**Stored dataset items**
# # #

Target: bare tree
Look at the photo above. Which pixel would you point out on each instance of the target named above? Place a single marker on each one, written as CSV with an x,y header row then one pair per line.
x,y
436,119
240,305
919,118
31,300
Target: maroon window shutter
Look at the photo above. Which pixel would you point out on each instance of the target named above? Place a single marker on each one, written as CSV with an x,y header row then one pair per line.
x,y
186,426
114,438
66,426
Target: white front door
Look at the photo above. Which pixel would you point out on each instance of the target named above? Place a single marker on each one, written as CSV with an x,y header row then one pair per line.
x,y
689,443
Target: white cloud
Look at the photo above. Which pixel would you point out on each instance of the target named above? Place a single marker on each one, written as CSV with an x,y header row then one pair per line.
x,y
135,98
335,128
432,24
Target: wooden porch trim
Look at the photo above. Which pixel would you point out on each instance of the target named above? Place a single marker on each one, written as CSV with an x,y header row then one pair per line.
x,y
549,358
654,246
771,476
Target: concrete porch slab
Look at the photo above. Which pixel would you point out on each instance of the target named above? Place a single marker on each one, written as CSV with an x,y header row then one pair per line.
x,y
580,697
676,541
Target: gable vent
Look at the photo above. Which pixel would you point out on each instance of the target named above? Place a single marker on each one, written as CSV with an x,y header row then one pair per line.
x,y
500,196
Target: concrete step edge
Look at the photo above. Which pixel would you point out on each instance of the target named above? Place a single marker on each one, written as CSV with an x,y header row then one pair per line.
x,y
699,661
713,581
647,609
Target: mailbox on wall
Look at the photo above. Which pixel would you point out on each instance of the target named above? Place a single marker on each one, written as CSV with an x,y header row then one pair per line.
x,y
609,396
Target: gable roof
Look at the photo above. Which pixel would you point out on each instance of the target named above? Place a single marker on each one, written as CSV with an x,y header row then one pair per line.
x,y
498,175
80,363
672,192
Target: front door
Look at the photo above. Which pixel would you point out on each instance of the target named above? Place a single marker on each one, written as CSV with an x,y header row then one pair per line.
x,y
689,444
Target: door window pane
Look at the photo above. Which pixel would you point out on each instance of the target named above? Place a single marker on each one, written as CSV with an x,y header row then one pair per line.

# # #

**WHAT THIS TASK INVOLVES**
From the records above, extract each line exactly as shown.

**REPLY TO THE TASK**
Target: bare tree
Look at the photo above. Which pixel would you point out on each instance of the target named above? Place a single marker on each one, written as CSV with an x,y header row then one pair per line.
x,y
436,119
240,305
919,118
31,300
Target: maroon window shutter
Look at the photo above. Which pixel would you point out on each instance of the target named above? Place a single marker on each one, written as CSV with an x,y header row then one pair per line.
x,y
186,426
114,438
66,426
Target: white front door
Look at the photo above. Which pixel would you point out on each instance of the target named above? Place a single marker on each one, written as CSV with an x,y header row then one pair per line.
x,y
689,443
Target: white cloud
Look at the photo above. Which pixel would you point out on each instance of the target named above? Place a single marker on each one, written as CSV with an x,y header row then one pair per line.
x,y
135,98
335,128
432,24
Target: wooden porch trim
Look at the photo above. Which pixel would you point out on each instance of the target named above? Place a single marker on each one, written as CSV with an x,y header row then one pair per line.
x,y
549,358
654,246
771,476
Target: concrete porch slab
Look at the photo above. Which pixel would you point out on each instance of the target named above? Place a single marker on each one, written as CSV with an x,y header row then one pair per line.
x,y
580,697
676,541
Target: gable vent
Look at the photo above. Which pixel would you point out on each instance of the target named above? Place a single marker on each one, written as CSV with an x,y header row then one pair per line.
x,y
500,196
Target: concrete step edge
Look at the photo above. Which pixel would you point out on each instance of the target named above? Place a single marker on each one, written as CSV with an x,y header row then one pair per line.
x,y
699,661
713,581
647,609
Target: mailbox on wall
Look at the photo above. Which pixel would you point out on each instance of the target named above? Place a single marker on each one, written as CSV with an x,y header row then one pair per line.
x,y
609,396
Target: gable roof
Look at the photo above. Which pixel would you point out on each instance of the target named above? Place a single marker on each one, written as CSV with an x,y header row then one pair per line.
x,y
498,175
80,363
672,192
Target: front door
Look at the photo above. Which pixel would you point out on each instance of the target named above? Place a single marker on each one, written as CSV with an x,y header row then one pair per line.
x,y
689,444
Target: door window pane
Look at the photo above. Which pixel would you point out on each instance of the target named above? Place a single marker on each one, written as CSV with an x,y header row then one pair per line.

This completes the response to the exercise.